- TASK TO CARRY OUT:
Set the listing down again in full, word for word, with the pictures left out.

--- begin DATA IN THIS EXERCISE ---

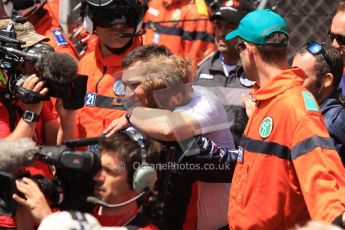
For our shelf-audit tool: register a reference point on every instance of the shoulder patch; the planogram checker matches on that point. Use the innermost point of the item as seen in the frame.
(119, 88)
(309, 102)
(206, 76)
(266, 127)
(59, 38)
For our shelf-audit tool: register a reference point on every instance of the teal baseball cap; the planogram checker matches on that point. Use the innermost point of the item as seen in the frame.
(257, 25)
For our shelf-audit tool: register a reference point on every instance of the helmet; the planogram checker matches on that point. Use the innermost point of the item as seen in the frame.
(106, 13)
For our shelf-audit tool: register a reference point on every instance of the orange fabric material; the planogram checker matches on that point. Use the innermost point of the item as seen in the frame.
(50, 22)
(191, 215)
(91, 120)
(45, 26)
(269, 192)
(179, 10)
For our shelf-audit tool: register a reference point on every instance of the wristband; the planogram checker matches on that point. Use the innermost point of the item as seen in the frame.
(128, 114)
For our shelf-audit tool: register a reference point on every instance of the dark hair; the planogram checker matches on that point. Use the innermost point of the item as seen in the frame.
(271, 53)
(144, 54)
(323, 68)
(128, 151)
(341, 6)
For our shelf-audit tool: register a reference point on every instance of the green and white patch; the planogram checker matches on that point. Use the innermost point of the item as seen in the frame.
(266, 127)
(309, 102)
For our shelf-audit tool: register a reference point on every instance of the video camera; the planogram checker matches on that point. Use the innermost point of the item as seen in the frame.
(73, 179)
(59, 70)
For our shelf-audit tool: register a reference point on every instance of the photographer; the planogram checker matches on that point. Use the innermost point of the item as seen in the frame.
(118, 184)
(18, 120)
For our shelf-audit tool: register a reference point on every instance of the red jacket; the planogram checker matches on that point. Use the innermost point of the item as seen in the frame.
(289, 171)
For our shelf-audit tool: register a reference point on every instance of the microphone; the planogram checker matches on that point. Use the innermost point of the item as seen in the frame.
(96, 201)
(16, 154)
(27, 56)
(131, 35)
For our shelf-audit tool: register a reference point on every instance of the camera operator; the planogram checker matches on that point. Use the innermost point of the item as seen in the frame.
(44, 15)
(35, 121)
(118, 26)
(118, 184)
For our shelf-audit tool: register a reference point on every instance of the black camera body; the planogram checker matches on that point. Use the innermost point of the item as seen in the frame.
(73, 179)
(57, 69)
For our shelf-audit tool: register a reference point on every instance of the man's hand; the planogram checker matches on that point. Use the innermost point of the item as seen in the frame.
(35, 84)
(116, 125)
(34, 199)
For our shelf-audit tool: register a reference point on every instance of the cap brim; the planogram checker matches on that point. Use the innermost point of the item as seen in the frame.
(213, 17)
(232, 35)
(32, 39)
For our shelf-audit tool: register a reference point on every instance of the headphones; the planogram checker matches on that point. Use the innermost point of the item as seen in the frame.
(89, 5)
(145, 176)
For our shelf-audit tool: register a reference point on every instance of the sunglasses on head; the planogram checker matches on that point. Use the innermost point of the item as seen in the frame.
(315, 49)
(340, 38)
(239, 46)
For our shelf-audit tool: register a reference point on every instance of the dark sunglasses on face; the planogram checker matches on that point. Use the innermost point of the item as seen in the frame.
(340, 38)
(315, 49)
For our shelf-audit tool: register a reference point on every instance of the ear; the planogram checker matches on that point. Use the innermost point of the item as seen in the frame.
(328, 80)
(251, 49)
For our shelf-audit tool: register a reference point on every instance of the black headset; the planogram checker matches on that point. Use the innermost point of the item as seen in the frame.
(145, 176)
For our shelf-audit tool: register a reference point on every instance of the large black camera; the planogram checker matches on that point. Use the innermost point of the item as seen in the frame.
(59, 70)
(73, 179)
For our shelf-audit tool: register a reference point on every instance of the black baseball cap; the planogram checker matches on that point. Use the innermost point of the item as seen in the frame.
(233, 13)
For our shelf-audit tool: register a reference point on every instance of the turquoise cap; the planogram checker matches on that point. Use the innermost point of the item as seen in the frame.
(257, 25)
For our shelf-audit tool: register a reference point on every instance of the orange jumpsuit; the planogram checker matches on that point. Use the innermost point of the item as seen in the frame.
(288, 171)
(104, 73)
(191, 33)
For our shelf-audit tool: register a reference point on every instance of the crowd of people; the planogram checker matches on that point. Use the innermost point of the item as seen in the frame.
(195, 121)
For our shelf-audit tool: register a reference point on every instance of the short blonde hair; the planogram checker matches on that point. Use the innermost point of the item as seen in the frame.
(172, 73)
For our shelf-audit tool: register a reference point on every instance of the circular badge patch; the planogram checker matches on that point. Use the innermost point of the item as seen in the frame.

--- end DATA IN THIS EXERCISE ---

- WRITTEN RESPONSE:
For our shelf-audit tool: register a reference point on every instance of the shoulder patch; the planogram checker matches on that point. Use the innermost point of the item as seen in the frame.
(119, 88)
(309, 102)
(206, 76)
(266, 127)
(59, 38)
For our shelf-audit tool: register a reference point on every instance of the teal baseball cap; the planogram checker matches on that point. Use the innermost point of the item as seen in the frame.
(257, 25)
For our shelf-audit tool: register a reference point on every instance of the helmet; the planogram checker matches on that point. Use the innermost point of the item as seen in the frame.
(106, 13)
For our shelf-audit tool: register a reference point on every instance of the orange fabric material; the planogram checker matches on that point. Use the innermost point of the item as seen in the frame.
(50, 22)
(191, 215)
(91, 120)
(45, 26)
(269, 192)
(179, 10)
For our shelf-audit tool: register a reference point on every instance of the wristband; the planogram checker matches on that point. Use the innermost point of the item as seen in the frame.
(128, 114)
For our shelf-audit tool: register a reference point on every instance of the dark hair; the planogram checker matches on that point. Use the innermost point of the item as seen in the frame.
(271, 53)
(144, 54)
(323, 68)
(128, 151)
(341, 6)
For our shelf-audit tool: register a reference point on every instance of the green and white patch; the planogram checker matches on that point. Use the innermost point of the item as seen in the frame.
(266, 127)
(309, 102)
For our shelf-audit tool: register a reference point on every instance of the video camera; the planogram checker matches on that point. Use the innermost point of the item as seen in the frame.
(73, 179)
(59, 70)
For our shelf-audit tool: register a reference point on every instance of the photographer; the planogram checker matches on that point. Use the innermost point of the item as seen in the frame.
(118, 184)
(18, 120)
For our shelf-audit tool: register a reference point on every instance of the red jacket; the planogram checker matches on that point. Use the innermost point of the item as seen in the frame.
(289, 171)
For our shelf-audit tool: register a reference point on every instance of the microphone; the planogram checker matches on that point. Use the innermost point of the item as seen in the frame.
(96, 201)
(16, 154)
(27, 56)
(131, 35)
For our shelf-audit tool: register a reference point on every instance of the camera operator; the planogram checker matches on that point. Use the innermost point of the item as seen in the frame.
(44, 15)
(35, 121)
(118, 26)
(118, 184)
For our shelf-audit tool: register a reference point on every instance of the black camera body; the planogram checker matches on that point. Use the innermost point of the item as seen in the frame.
(73, 179)
(57, 69)
For our shelf-audit tool: register a reference point on every instance of the man's hand; the planogram checker matches on that point. Use the innermost point of the item as seen in the frame.
(35, 84)
(116, 125)
(34, 199)
For our shelf-audit tool: register a reference point on every instance of the cap brim; the planogram checker matches on that point. Use the innermost point of the item as seen in the frame.
(213, 17)
(232, 35)
(32, 39)
For our shelf-audit tool: register a reference point on every instance of the headphones; the planogram checker matches on that point. Use the innermost point of the item as seen in the frame.
(89, 5)
(145, 176)
For our shelf-audit tool: register a reference point on every instance of the sunglasses on head; the planogram checker matches on that point. Use the innermost point of the item as seen in the frame.
(315, 49)
(340, 38)
(239, 46)
For our shelf-audit tool: register a reference point on every instance of the dark sunglasses on face; the planogram checker matches on that point. Use the innermost point of the item as seen in the frame.
(340, 38)
(315, 49)
For our shelf-audit tool: register a reference point on every instance of the ear; the planogram checker matches on that point. Use the innermost point of the item as seen in the frame.
(328, 80)
(251, 49)
For our shelf-audit tool: register a reference point on every instance of the black headset; the planogram checker matches on that point. Use the innermost point of the item as seen in the frame.
(145, 176)
For our shelf-audit tool: register a reference point on every instance of the large black camera; the planogram checker matches on that point. Use the innermost point of the item as seen in the frame.
(59, 70)
(73, 179)
For our shelf-audit tool: register a reference point on every instance of the black baseball cap; the planogram checker matches on that point. Use the innermost point of the item as seen in the frame.
(233, 13)
For our shelf-audit tool: register a reference point on every instance of the turquoise cap; the planogram checker matches on that point. Use the innermost point of the item as seen in the frame.
(257, 25)
For our shelf-audit tool: register a reference point on every instance of the orange jumpsuit; the planogram checker matches on that point. Use the innermost point of the item as seen in the frame.
(288, 171)
(104, 73)
(191, 33)
For our shelf-audit tool: register a reference point on every instance of the crowd of people; the planogram checker matches on that point. Use the innermost point of the item as seen in the frame.
(195, 121)
For our shelf-audit tool: register a reference point on every instance of the short blonde hair; the planogram checker matches on that point. Use the innermost point of the item as seen in the frame.
(172, 73)
For our shelf-audit tool: register a reference point on every instance of the circular badge patch; the planogram checker matches on that point. Use the innermost point of the item as seen in the frame.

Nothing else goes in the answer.